▼▼▼
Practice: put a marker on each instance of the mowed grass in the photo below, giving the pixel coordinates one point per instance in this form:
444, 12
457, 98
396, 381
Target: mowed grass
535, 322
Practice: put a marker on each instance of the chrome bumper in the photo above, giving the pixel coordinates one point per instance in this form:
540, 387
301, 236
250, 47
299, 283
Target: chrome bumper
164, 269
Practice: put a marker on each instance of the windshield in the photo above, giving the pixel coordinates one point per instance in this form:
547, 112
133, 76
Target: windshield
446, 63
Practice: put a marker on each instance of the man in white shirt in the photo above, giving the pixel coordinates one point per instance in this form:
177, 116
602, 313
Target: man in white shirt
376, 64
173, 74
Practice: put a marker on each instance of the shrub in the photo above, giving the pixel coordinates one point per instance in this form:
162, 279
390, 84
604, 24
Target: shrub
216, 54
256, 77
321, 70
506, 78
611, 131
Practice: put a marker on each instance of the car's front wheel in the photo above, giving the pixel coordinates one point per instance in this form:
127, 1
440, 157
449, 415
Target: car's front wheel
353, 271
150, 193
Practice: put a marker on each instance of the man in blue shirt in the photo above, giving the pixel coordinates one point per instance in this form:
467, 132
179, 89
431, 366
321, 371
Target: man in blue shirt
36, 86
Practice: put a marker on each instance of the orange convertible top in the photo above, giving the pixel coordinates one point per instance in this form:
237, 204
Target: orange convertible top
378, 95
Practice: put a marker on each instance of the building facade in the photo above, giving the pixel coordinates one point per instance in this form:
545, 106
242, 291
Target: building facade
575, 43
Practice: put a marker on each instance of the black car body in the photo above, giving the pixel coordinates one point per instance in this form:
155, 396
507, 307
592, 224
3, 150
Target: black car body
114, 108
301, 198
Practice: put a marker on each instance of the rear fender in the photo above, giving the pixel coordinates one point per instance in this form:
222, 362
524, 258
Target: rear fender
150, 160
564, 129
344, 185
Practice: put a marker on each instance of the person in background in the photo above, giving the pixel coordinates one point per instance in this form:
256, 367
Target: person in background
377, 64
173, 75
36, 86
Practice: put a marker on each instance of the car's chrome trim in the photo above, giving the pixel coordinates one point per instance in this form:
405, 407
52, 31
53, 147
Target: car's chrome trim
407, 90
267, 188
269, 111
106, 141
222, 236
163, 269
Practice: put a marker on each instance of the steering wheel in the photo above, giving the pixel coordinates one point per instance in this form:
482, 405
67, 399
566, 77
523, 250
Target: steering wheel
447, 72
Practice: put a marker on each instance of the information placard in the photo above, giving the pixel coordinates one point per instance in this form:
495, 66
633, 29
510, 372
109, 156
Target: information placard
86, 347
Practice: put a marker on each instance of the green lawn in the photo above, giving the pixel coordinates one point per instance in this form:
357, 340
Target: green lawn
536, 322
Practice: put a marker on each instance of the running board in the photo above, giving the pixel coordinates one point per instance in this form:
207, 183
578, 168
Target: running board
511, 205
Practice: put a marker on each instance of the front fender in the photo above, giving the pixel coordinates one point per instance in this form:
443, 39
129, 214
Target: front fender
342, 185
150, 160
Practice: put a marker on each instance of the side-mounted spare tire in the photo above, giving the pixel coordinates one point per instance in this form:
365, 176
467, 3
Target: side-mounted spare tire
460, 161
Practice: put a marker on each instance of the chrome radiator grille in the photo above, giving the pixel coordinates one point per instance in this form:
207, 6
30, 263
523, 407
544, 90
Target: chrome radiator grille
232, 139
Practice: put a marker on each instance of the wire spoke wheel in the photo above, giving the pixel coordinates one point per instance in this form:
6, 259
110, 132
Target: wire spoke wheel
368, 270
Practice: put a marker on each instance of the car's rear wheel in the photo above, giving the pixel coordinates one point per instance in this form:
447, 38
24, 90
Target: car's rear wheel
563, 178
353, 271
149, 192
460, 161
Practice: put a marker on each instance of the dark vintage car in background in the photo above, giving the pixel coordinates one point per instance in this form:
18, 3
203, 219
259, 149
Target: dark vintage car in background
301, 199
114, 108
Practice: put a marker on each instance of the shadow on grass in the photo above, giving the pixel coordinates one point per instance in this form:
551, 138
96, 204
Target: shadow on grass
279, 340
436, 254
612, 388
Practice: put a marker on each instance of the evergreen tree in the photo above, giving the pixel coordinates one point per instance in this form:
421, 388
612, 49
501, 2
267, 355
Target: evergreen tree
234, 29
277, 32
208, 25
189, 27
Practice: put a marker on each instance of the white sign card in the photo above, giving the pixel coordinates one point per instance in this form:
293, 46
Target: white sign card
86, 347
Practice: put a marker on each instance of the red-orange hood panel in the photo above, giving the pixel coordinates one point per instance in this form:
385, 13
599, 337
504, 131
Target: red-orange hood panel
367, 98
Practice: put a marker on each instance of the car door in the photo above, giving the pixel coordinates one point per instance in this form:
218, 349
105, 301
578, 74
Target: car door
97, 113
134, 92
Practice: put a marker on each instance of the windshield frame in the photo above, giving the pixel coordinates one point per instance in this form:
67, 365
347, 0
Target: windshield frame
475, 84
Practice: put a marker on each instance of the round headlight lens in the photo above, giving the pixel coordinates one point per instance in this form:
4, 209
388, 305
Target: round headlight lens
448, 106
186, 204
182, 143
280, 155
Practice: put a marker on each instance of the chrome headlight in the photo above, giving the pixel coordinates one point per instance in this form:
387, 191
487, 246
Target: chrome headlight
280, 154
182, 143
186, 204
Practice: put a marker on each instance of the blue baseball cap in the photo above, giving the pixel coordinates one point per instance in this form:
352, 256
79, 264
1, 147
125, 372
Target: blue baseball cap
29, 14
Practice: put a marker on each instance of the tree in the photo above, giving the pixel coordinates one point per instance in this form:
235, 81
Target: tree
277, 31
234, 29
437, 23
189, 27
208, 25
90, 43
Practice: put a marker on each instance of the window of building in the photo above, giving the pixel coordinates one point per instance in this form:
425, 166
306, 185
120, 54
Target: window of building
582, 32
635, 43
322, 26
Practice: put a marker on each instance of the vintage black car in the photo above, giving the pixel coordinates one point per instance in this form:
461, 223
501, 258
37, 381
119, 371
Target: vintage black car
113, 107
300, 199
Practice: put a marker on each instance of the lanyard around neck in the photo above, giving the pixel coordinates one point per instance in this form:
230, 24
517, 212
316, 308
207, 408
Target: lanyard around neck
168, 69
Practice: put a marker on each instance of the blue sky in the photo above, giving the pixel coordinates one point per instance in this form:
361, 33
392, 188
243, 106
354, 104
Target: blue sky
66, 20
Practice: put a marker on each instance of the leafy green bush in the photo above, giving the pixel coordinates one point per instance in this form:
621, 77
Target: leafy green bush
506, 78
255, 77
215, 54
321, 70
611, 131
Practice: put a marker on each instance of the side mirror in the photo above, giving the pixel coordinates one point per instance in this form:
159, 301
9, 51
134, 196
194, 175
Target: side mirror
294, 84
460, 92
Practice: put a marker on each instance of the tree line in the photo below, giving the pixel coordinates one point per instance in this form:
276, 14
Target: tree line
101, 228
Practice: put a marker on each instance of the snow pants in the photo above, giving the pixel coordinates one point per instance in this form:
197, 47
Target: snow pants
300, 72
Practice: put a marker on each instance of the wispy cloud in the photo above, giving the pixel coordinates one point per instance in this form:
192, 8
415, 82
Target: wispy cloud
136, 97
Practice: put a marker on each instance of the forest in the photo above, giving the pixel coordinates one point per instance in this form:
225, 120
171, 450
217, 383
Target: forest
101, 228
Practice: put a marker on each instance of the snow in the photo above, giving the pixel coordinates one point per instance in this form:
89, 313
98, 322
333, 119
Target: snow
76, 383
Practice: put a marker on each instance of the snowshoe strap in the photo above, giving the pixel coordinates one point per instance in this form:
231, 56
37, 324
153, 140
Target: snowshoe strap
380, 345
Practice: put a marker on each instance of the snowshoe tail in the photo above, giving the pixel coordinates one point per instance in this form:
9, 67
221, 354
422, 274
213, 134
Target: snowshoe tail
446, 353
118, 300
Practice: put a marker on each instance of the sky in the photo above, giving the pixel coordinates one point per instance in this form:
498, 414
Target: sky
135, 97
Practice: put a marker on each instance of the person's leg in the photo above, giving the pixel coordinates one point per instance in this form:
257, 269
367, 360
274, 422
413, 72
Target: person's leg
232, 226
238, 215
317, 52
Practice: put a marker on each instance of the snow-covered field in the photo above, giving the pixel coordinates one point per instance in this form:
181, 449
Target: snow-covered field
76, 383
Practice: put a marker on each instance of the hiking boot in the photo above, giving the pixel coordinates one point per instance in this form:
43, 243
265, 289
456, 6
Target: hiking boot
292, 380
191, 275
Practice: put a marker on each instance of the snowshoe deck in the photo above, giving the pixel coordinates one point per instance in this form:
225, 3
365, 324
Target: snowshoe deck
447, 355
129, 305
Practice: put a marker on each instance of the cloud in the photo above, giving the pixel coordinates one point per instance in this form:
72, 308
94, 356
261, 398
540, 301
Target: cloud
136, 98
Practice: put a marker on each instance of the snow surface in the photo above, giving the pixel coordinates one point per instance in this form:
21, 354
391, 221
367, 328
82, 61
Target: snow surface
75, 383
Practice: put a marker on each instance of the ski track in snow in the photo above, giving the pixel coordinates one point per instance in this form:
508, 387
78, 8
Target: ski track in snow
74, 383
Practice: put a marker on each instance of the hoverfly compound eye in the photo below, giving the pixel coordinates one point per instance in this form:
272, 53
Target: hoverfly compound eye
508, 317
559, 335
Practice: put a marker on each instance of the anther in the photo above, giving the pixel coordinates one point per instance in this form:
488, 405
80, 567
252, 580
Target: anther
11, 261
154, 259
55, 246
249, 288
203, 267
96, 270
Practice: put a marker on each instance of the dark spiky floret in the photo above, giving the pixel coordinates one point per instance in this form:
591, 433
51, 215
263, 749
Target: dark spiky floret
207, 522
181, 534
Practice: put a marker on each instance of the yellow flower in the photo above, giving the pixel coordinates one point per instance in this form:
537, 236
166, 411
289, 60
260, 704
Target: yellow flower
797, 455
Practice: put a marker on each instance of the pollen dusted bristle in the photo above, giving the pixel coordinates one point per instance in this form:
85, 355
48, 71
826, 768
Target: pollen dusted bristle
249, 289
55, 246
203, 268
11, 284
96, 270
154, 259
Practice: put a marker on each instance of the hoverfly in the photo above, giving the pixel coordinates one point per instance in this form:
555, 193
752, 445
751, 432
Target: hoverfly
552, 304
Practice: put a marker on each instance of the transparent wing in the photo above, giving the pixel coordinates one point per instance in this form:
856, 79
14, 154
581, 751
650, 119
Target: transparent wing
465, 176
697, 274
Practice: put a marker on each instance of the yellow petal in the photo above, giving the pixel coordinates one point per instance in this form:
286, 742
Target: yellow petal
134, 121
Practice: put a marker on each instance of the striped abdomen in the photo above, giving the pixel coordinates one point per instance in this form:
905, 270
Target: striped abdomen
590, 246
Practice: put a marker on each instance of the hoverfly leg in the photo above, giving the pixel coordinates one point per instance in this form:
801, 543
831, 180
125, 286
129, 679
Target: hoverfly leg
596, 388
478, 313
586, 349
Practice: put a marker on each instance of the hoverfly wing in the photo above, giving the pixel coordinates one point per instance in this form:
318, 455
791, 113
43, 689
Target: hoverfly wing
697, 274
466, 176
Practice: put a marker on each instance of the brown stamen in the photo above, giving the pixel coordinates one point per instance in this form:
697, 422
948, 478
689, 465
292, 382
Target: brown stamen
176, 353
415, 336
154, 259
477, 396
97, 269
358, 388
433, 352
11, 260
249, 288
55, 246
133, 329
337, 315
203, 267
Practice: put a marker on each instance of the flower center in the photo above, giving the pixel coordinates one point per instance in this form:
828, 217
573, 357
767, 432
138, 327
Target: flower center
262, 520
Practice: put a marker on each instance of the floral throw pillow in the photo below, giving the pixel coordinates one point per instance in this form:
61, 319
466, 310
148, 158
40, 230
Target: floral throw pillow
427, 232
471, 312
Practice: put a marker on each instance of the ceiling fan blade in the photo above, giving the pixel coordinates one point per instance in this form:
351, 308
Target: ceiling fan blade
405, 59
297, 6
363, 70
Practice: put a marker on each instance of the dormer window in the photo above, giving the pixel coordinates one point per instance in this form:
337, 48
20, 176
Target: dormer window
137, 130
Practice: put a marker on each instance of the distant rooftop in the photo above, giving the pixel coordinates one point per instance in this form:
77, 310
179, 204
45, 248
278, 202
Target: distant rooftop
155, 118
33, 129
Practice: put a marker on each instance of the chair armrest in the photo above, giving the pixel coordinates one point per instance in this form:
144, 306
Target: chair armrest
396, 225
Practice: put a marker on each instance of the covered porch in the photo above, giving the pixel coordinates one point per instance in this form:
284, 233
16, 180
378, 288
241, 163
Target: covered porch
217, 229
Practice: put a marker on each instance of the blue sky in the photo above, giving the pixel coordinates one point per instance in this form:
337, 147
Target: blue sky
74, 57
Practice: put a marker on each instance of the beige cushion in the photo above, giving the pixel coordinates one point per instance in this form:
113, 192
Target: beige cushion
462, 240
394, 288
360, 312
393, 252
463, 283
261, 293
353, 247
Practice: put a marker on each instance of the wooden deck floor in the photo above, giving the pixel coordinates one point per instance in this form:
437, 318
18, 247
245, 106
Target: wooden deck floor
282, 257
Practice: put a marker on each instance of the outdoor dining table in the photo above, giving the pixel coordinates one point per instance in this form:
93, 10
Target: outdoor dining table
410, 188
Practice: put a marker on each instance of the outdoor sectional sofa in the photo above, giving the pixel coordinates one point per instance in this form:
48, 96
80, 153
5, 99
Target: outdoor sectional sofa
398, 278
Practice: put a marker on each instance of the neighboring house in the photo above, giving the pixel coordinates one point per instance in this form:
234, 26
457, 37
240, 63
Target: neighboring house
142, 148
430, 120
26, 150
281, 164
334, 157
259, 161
▲▲▲
Write the lines out exactly, from the one with "Practice: put a marker on each instance of the wooden" down to the last line of the listing, and leave out all others.

_Task response:_
Practice: put a marker on each instance of the wooden deck floor in the photo above, giving the pixel coordinates one point per instance in this form:
437, 318
18, 247
245, 106
Target: wooden deck floor
282, 257
Practice: put a marker on each instance of the outdoor dining table in the photo above, giving the pixel coordinates one point per instance in this form:
93, 10
Target: outdoor dining table
410, 188
Practice: put a marker on each instance of the outdoor sectional sofa in the photo above, giving the pixel coordinates one point per instance in this form:
48, 96
80, 153
5, 99
Target: outdoor sectional sofa
398, 278
Practice: put a marker on each instance of the neighboring house in the photo above, giving the pixel coordinates one point per instance in this form:
234, 26
457, 37
240, 63
Target: neighboring house
142, 148
430, 120
26, 150
281, 164
334, 157
259, 161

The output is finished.